_Task statement_: Reproduce the stretch of the EMS call account from "You walk away" through "a winning touchdown.", replacing "efficiency" with "effectiveness".

_Selected passage_:
--*--
You suddenly realize you’re in the middle of a large crowd of people with a very sick patient who’s clearly having a cardiovascular accident complicated by an unstable airway, and only two of the seven responders on scene (28.5%) are actively involved in patient care.
You begin to bark out orders.
>> To the O2 firefighter: “Suction her airway, put that O2 mask on her and get an 8 endotracheal tube and large straight blade ready for me.”
>> To the engineer: “Please get a few people to go out with you and get our stretcher in here ASAP. And, while you’re out there, tell dispatch to call the stroke center and advise them we are declaring a stroke alert and will be there in 20 minutes.”
>> To the police officer: “Officer, please get a tablecloth and use a few people to create a curtain to give our patient some privacy while we cut her clothes open to put electrodes on her and start a humeral IO.”
>> To the fire captain: “Captain, could you hold off on charting, get the EZ-IO drill out of our kit and ready it for my partner please?”
>> To your partner: “Mike, cut her clothes, get that 12-lead running, establish an IO and draw some blood to check her glucose level.”
Things begin to happen rapidly now. The patient is cared for. Her frail body is covered by a sheet and blanket, and you exit the restaurant with your precious cargo.
The woman’s husband is escorted to the ambulance by the fire captain and told that his wife is being taken to a specialty center. He’s then buckled into the front passenger seat of the ambulance to accompany her to the hospital.
The police officer sees a large crowd of “out-of-town” relatives piling into their cars to attempt to follow the ambulance to the hospital. He politely orders them not to do so because it would be unsafe and tells them to follow his cruiser to the hospital.
After turning over your patient to the hospital emergency department (ED) staff, you come out to clean and restock your ambulance and find a few of the crew standing around the back of the ambulance. One pulls out a cigarette to have a smoke. Two others are laughing about a skit they saw the night before on Saturday Night Live.
As this is occurring, you see the family arriving and heading toward the ED entrance. You tell the crews, “Folks, the call’s not over until we’re out of sight of the family. Let’s clean up and save all the non-work related stuff for back at the station.”
The patient’s son then walks over and thanks you and the rest of the personnel involved for taking such good care of his mother. He apologizes for getting too “wound up” at the scene but says he just got upset because he felt like things “just weren’t happening quick enough.”
You walk away realizing there was a lot to be learned from this call. You were operating at only 28.5% efficiency and in an uncoordinated manner. You also realize that if it was your grandmother lying on the floor and the same approach was taken to her care, you’d be upset like the patient’s son was.
At the station, the captain calls you all together for a quick post-incident discussion of the call and says that it wasn’t managed as well as it could have been. He tells the crews that this was an example of how they need to function as more of a team on medical calls, much like they do at a structure fire.
He compares it to a football team that has to go out on the field and march down the field in the last two minutes to score a winning touchdown.
He points out that, in football, each play is planned and called in advance—like an ALS protocol—and everybody is expected to execute their assignment without the quarterback having to tell each team member who they need to block, where to run or how to hold the football.
The crew gets the analogy, understands their inefficiencies and realizes that their inactions, or delayed actions, could cost a patient their life. They then agree to follow the “pit crew” approach that the department’s EMS training coordinator has been preaching for months.
In an odd, but practical, way, EMS is, in fact, very much like a game. There’s always an objective to each patient situation and a prescribed action plan (and tasks) that are developed in advance of “playing the game” to enable the best, most organized and methodical players to win.
--*--
_Data for grounding objects in natural language_:

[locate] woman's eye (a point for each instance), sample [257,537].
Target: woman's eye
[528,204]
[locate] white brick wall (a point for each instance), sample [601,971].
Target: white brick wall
--*--
_Response for this exercise_:
You walk away realizing there was a lot to be learned from this call. You were operating at only 28.5% effectiveness and in an uncoordinated manner. You also realize that if it was your grandmother lying on the floor and the same approach was taken to her care, you’d be upset like the patient’s son was.
At the station, the captain calls you all together for a quick post-incident discussion of the call and says that it wasn’t managed as well as it could have been. He tells the crews that this was an example of how they need to function as more of a team on medical calls, much like they do at a structure fire.
He compares it to a football team that has to go out on the field and march down the field in the last two minutes to score a winning touchdown.